— Task objective —
In the reflection on Proverb 3:9 below, which word does the writer give as one of the Hebrew words used to describe "increase"?
Excerpted text below:
Proverb 3:9
“Honor the Lord with your possessions,
And with the firstfruits of all your increase;”
Our possessions are something we earn. Our increase is our income, something for which we work. One of the words used to describe “increase” in the Hebrew is “produce” which indicates not just work, but hard work. Stirs up images of one toiling under the hot sun, charring their hands with dirt and pricking them with thorns as they tend the very earth that nourishes their livelihood. Sweating, aching back, early mornings and late nights and everything that goes with it.
These days we still work hard, but there’s more of a toil on our mind than on our body. Nonetheless, we still work hard for the wage we earn; all the effort and energy we expend reaching out for a job, preparing for it and then doing it—It depletes our energies. I have had jobs where I would be so drained of my energies, I didn’t feel that I had any left to get me in to work the next day. Anxiety spilled over in the form of tears the night before I had to return to work after a refreshing weekend away from the office.
The point is, we put a lot of ourselves into our jobs, better known as our livelihood, so that we may have a life outside of the cubicle. Life twofold: the sustenance of our physical beings and activity in the social sphere.
We delight in receiving our payment and consider all the ways we will spend when payday approaches. The hopes of what we want to do with the monies and then the realities of where we must delve it out: rent, food, gas, utilities, college funds, IRAs, medical premiums, car payments, credit card debt…
And those things we hoped to spend our wages on, diminish in the overwhelming face of necessity. We develop all kinds of anxieties as uncertainty sits in. Will it be enough? We cave to the leech’s desire for more so that we may meet those social expectations and often times prioritize them over the necessities. All because of a focus on oneself.
Our firstfruit, the chief portion of our wages is to be used to honor our Lord. To lavish him with gratitude-not only for the possessions he’s entrusted to us–but for our every blessing. And then offering our firstfruit back to him. Better known, unfortunately, as an invitation to doubt. Because if I set aside my firstfruits, my chief earnings for Him, how then will I meet my basic financial needs (and then all of a sudden, our necessities become our utmost importance again)? And giving back becomes something we dread.
End of Excerpted text.
Extracted entries below:
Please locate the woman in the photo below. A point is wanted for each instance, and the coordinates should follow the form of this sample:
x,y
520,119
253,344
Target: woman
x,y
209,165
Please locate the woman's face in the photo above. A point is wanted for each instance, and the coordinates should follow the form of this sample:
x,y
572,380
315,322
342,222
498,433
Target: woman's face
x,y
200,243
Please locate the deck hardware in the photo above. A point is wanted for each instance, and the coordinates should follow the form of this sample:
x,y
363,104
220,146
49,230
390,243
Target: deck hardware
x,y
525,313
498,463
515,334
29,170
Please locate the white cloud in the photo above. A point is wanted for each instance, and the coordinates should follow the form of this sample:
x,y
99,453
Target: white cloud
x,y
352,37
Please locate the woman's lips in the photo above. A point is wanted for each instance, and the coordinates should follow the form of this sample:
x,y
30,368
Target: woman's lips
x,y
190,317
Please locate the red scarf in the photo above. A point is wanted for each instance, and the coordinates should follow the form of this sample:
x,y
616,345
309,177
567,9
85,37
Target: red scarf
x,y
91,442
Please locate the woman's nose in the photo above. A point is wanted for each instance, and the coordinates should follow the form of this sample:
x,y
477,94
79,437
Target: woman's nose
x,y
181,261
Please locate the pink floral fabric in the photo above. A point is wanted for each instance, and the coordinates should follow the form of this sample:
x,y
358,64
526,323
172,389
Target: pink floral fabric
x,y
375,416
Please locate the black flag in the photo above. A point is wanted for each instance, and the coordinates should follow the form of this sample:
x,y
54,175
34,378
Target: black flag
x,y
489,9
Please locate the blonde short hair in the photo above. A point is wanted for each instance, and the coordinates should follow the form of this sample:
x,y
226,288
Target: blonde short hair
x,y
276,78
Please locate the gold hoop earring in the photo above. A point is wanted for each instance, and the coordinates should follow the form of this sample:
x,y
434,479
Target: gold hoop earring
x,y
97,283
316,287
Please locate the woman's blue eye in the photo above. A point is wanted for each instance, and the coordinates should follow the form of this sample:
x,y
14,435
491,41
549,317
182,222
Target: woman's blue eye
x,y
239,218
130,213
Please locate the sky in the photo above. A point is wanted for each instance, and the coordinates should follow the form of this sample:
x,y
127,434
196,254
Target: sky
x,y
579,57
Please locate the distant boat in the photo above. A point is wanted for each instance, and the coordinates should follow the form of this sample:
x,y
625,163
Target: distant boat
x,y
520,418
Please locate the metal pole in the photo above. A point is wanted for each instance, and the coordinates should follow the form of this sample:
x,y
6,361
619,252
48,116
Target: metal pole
End of Extracted entries.
— Answer to this exercise —
"Produce."